# START OF Excerpt to read

Data Model
Data Model
This page describes the current data model for FactHarbor.
Versioning Strategy
Every entity in FactHarbor has a full immutable version history. This ensures:
- Complete auditability
- Ability to reconstruct historical state
- Federation-compatible lineage tracking
- Transparent evolution of claims, scenarios, and verdicts
Core Versioning Principles
Immutability:
- Each version is stored independently
- Versions cannot be deleted, only superseded
- Historical versions remain accessible
Lineage:
- Each version links to its parent via `ParentVersionID`
- Forms directed acyclic graph (DAG) of changes
- Supports branching in federated environments
Provenance:
- Every version timestamped (`CreatedAt`)
- Author type recorded (`AuthorType`: Human, AI, ExternalNode)
- Justification captured (`JustificationText`)
- Digital signatures for integrity (`SignatureHash` in Release 1.0)

# END OF Excerpt to read

_Request 1:_ In the rows starting at the line containing "Annotation guideline. For every instance of the dark red" and ending at the line containing "Target: dark red poppy", substitute "crimson poppy" for every occurrence of "dark red poppy" and reproduce those rows with nothing else altered.

# START OF Supplied data

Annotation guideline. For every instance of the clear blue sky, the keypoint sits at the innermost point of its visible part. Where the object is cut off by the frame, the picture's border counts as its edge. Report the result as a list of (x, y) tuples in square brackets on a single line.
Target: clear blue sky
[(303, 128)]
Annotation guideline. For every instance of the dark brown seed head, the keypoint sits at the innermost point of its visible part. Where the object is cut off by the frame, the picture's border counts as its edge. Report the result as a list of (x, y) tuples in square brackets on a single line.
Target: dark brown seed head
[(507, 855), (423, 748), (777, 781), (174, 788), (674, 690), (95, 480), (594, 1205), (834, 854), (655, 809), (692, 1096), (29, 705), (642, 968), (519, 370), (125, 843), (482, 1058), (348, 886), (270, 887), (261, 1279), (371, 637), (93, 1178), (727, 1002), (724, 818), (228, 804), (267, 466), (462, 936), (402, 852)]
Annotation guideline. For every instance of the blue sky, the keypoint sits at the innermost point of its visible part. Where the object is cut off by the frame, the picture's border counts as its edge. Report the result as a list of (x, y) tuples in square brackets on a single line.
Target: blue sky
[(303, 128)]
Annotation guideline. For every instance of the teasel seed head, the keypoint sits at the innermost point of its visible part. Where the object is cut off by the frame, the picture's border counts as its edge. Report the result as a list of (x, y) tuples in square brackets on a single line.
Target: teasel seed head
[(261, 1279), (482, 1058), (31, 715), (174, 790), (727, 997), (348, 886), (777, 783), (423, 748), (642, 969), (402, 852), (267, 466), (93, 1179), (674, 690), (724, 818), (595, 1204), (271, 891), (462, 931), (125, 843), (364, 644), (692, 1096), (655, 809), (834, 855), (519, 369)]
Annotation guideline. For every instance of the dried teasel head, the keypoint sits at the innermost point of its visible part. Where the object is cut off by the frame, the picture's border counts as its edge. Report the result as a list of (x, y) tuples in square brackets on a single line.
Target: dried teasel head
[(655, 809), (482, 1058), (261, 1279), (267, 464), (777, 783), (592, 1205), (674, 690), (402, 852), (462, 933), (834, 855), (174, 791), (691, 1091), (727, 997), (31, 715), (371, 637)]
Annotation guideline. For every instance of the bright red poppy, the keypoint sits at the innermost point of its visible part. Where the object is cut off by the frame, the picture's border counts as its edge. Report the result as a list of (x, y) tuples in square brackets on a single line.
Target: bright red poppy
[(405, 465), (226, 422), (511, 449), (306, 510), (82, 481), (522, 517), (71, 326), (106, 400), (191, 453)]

# END OF Supplied data
# START OF Supplied data

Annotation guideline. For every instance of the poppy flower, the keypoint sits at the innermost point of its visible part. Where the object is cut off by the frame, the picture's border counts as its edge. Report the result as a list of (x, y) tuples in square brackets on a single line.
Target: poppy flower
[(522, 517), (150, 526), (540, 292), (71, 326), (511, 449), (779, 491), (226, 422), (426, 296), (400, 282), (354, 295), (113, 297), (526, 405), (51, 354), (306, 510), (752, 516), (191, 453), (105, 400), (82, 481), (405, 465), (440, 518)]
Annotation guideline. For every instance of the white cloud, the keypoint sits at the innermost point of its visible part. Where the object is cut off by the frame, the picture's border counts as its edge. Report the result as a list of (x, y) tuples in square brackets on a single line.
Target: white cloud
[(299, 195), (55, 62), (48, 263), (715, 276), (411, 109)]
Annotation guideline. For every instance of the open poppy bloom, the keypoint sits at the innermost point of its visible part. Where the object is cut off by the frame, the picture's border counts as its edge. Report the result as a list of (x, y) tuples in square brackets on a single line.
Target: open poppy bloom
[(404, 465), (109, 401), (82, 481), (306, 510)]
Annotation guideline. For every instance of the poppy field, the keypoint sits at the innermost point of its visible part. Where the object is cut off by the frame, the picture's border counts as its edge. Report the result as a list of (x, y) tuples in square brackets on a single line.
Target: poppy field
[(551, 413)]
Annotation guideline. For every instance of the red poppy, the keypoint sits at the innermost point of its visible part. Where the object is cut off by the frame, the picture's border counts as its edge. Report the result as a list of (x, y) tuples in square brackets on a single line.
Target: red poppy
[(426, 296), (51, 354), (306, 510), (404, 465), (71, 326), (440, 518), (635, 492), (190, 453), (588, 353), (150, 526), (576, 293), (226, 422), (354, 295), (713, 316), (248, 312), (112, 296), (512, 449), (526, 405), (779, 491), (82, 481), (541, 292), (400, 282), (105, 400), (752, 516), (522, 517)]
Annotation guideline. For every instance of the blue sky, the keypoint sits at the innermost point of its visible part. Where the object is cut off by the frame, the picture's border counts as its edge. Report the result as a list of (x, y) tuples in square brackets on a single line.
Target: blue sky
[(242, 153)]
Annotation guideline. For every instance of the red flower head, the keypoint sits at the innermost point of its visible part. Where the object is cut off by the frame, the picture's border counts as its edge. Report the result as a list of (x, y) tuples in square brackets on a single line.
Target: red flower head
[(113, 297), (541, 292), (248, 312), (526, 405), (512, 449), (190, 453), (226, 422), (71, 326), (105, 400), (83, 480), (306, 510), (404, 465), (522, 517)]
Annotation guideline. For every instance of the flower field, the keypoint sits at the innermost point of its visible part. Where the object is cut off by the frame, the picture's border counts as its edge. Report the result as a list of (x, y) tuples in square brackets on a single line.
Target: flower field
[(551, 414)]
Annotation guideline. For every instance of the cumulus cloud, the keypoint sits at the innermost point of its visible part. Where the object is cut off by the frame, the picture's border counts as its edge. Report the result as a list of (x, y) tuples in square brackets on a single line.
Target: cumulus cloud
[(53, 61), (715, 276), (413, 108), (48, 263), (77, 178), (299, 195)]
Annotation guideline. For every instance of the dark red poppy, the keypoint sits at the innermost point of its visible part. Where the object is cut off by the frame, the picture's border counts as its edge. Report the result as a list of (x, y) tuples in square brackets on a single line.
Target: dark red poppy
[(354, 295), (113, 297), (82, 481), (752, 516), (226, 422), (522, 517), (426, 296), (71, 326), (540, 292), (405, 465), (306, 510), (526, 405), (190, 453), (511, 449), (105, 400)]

# END OF Supplied data

_Request 2:_ Which author types does the FactHarbor data model page say are recorded for each version?

_Problem solution 1:_
Annotation guideline. For every instance of the crimson poppy, the keypoint sits at the innermost point of its visible part. Where the object is cut off by the frame, the picture's border counts as its edge. Report the result as a list of (x, y) tuples in square brackets on a single line.
Target: crimson poppy

_Problem solution 2:_ Human, AI, and ExternalNode.